_Stated task 1:_ In the passage on government-held mortgages, what happens to the property when a renter who can never work again dies?

_Selected excerpt:_
Under our system, as the Government is the bank, when borrowers fall on hard times, the loan can be restructured to be spread over a longer period, thus reducing the monthly instalments, or the loan can be converted to a rent loan. The mortgage can be suspended and the owner simply pays a fixed monthly rental fee. Their equity in the property is secured and not lost. If they are injured and can never work again, then they simply stay in the home as a renter, until their death, whereupon the property is sold and the equity is distributed to their next of kin. If the renter finally finds employment, then they can recommence paying their mortgage. The rental amounts paid will be deducted from the mortgage.

The great advantages of this scheme are, that no one ever again needs to be made homeless, because of arrears or unforeseen circumstances. The loan can be restructured to provide maximum benefit and support to the borrower in their time of need. In the worst-case scenario, we could let the borrower live rent free, until their death. This would occur where a borrower is severely disabled and cannot ever return to work. The home can then be modified to enable them to live in the home. The thought that you will never lose your home and be “turfed” out on the street, will improve the morale of people. The fact that they can pay their mortgage off quicker, will enable them to free up money to purchase other things, or if they are low paid, they will still be able to buy a home of their own.

_Stated task 2:_ Turn the lines of the listing below, from the line with "Practice. Find the man's" up to and including the line with "point(49, 110)", into a JSON list of strings with one string per line and blank lines left out.

_Dataset content:_

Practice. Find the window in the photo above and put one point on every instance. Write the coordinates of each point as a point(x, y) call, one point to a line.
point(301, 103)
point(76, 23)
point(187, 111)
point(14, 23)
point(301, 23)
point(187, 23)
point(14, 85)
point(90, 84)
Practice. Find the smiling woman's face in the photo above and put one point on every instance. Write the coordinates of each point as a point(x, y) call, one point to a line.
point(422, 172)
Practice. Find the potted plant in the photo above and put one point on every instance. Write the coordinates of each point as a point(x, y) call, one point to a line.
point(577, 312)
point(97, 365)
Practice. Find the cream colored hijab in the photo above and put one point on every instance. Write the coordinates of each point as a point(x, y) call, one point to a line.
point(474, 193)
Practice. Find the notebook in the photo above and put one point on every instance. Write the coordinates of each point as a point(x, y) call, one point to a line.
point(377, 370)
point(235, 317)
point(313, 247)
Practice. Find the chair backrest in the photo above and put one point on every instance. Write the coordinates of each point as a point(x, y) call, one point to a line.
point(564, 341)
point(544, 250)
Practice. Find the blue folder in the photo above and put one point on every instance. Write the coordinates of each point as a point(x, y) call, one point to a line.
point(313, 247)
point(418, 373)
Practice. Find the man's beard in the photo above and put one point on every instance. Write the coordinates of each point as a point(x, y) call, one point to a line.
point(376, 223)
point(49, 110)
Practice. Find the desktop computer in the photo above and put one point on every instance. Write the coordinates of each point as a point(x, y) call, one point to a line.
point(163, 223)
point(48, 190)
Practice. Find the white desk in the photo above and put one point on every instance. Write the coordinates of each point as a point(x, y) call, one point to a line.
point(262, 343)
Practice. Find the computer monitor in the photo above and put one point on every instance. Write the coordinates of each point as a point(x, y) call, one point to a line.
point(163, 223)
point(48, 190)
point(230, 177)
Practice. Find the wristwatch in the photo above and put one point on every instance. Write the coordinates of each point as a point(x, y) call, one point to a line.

_Exercise solution 1:_ The property is sold and the equity is distributed to their next of kin.

_Exercise solution 2:_
[
  "Practice. Find the man's beard in the photo above and put one point on every instance. Write the coordinates of each point as a point(x, y) call, one point to a line.",
  "point(376, 223)",
  "point(49, 110)"
]